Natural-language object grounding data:

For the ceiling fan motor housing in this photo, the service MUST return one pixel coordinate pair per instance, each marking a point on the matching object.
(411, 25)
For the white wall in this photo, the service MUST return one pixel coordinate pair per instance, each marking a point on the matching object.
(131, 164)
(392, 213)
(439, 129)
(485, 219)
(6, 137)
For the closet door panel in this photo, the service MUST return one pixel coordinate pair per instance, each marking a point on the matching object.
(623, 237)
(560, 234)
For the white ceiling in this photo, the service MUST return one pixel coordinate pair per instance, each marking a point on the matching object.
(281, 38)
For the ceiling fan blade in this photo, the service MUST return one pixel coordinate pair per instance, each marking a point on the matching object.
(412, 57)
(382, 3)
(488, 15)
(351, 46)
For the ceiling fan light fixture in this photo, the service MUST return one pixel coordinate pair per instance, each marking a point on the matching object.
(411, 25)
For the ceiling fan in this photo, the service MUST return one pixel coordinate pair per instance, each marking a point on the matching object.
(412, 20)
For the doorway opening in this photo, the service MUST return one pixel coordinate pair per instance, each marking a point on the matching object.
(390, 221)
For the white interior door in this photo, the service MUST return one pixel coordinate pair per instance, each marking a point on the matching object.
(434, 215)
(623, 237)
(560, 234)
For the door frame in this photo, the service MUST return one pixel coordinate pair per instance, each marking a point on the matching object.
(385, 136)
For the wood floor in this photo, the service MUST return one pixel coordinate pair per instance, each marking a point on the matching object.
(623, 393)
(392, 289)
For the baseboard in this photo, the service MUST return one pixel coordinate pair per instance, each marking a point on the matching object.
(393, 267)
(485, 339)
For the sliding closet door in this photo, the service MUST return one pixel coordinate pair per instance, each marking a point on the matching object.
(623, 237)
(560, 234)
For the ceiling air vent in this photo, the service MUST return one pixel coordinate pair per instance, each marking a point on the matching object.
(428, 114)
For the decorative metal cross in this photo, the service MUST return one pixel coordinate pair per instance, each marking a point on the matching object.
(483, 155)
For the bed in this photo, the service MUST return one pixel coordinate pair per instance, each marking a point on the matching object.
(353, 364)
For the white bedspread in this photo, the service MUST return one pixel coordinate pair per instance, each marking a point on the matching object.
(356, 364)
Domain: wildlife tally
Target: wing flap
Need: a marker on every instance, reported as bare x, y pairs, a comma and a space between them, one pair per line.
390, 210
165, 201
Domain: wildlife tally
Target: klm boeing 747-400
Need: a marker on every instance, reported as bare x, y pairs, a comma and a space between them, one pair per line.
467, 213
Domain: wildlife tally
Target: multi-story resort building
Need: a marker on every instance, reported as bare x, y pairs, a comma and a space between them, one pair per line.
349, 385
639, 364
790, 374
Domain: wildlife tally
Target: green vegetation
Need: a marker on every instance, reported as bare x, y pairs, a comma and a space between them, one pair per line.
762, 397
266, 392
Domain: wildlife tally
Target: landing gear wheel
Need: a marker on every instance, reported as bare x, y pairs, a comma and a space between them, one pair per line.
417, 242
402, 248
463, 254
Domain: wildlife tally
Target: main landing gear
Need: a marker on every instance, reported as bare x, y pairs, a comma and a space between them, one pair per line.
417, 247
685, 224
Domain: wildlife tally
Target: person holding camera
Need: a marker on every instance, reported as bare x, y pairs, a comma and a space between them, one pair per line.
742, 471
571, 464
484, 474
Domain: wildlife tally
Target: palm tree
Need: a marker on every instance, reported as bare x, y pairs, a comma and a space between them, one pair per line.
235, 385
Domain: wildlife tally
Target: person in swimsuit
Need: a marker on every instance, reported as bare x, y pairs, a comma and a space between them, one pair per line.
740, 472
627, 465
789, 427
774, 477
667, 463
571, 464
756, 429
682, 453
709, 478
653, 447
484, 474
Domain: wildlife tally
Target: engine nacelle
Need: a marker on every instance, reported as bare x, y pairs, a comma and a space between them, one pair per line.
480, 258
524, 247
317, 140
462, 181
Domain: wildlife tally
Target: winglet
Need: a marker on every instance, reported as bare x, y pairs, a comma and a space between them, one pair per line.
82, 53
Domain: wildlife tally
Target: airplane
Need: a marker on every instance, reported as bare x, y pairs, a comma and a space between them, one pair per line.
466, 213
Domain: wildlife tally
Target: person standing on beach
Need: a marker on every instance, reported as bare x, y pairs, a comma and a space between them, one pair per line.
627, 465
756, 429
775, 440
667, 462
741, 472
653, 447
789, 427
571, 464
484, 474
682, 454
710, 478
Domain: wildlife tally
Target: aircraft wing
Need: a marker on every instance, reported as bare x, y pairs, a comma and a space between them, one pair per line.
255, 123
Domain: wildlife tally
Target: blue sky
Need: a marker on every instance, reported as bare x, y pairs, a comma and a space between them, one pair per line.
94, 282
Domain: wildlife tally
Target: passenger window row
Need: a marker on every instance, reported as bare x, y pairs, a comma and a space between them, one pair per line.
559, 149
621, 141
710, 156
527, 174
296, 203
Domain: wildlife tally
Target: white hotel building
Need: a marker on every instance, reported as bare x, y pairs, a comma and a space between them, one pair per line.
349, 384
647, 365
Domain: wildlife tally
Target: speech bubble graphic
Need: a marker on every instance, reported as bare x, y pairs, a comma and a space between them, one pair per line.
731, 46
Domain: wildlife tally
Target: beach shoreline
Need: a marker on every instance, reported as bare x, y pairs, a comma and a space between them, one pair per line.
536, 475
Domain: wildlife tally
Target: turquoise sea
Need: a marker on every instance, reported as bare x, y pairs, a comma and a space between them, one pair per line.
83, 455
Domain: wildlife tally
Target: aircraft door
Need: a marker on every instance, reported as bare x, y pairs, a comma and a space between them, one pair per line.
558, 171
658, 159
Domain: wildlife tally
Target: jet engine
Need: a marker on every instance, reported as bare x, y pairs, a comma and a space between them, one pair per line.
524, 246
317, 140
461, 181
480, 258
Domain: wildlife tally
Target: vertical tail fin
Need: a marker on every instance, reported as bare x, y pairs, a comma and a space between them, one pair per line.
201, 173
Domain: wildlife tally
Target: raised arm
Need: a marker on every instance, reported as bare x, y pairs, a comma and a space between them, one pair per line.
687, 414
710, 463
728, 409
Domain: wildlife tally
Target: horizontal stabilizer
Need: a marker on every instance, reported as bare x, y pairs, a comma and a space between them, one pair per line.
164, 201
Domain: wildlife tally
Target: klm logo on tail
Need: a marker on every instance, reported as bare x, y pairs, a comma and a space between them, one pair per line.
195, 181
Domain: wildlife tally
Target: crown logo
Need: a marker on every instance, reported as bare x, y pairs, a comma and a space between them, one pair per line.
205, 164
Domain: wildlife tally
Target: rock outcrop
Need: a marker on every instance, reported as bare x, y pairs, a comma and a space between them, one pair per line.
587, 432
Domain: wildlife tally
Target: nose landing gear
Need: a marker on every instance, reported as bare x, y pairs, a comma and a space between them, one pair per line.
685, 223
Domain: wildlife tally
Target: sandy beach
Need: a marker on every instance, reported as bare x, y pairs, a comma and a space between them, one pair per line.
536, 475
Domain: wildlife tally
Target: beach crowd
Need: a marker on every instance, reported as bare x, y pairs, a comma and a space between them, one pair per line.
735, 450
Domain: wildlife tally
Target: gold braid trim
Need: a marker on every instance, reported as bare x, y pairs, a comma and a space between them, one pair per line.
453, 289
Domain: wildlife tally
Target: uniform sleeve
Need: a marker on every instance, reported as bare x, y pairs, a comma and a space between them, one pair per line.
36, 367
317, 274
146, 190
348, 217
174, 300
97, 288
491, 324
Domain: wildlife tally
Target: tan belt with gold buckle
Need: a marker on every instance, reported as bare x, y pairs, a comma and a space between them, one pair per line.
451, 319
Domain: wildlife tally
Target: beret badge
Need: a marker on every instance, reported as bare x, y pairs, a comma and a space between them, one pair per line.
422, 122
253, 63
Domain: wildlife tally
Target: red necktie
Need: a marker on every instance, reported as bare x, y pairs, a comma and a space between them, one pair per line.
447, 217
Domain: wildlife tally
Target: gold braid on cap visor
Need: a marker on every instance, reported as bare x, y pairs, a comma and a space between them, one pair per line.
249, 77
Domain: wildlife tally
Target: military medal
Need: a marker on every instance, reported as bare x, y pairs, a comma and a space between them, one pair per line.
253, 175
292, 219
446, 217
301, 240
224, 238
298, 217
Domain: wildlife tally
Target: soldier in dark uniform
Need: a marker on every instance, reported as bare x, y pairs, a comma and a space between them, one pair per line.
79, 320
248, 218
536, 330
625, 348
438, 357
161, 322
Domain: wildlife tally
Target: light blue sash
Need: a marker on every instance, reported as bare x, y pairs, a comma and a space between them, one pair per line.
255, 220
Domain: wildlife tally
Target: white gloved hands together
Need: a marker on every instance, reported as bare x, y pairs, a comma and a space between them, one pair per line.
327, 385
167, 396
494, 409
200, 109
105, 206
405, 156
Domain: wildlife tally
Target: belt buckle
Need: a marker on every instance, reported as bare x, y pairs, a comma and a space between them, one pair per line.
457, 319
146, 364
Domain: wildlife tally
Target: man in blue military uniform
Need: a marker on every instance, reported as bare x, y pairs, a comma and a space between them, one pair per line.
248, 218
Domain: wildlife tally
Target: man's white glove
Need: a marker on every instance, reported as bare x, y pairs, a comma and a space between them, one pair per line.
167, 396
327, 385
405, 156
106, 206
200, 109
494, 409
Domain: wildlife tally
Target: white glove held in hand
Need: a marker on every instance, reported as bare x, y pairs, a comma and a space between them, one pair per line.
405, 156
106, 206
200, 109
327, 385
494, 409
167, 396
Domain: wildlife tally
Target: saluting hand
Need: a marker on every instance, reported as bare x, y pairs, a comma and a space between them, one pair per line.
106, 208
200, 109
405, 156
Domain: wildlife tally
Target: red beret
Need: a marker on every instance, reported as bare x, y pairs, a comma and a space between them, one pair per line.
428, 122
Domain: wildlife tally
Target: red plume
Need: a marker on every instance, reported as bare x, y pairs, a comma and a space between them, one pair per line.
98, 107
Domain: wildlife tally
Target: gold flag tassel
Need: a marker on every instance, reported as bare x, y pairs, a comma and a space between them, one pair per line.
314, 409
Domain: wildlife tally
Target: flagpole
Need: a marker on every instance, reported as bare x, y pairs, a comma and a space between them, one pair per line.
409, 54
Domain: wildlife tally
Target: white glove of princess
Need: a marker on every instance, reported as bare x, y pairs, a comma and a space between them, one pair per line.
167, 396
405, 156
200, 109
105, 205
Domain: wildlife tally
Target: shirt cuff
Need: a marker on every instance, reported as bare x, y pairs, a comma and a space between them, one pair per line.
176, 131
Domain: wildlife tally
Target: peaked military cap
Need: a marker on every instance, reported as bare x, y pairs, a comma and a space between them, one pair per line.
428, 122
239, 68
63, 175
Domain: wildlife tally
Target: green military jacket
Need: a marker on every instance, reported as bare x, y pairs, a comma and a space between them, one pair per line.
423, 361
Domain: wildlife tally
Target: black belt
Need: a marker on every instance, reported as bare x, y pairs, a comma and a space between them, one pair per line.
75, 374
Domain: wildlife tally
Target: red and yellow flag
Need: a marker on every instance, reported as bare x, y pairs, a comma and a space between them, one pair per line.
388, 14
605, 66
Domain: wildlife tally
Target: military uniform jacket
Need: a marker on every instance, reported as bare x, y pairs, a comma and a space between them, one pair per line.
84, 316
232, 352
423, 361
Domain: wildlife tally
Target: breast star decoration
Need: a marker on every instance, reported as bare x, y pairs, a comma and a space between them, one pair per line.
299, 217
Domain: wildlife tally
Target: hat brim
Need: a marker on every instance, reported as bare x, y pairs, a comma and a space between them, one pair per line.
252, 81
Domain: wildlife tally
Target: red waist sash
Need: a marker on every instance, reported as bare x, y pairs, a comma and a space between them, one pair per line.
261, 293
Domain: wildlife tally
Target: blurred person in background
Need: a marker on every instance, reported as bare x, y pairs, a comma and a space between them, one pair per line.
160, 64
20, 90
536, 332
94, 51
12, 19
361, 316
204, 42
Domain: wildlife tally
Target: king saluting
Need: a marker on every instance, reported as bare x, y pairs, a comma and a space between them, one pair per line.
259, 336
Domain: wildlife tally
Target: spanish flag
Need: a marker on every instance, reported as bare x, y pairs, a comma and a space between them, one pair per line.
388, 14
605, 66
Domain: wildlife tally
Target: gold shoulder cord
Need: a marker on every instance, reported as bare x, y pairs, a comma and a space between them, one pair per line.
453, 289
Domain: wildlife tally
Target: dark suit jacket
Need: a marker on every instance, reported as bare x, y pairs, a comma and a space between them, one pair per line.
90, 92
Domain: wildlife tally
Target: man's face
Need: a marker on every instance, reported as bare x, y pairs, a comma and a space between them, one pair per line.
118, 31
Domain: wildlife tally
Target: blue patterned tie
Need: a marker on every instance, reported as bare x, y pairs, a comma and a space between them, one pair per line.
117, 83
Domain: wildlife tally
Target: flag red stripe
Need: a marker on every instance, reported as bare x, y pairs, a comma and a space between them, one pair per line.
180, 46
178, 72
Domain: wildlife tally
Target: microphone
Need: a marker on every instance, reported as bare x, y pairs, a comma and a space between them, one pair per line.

Exercise brief:
For every line of the records that has the word "aircraft" in it, make a copy.

Your response:
Target: aircraft wing
Target: aircraft door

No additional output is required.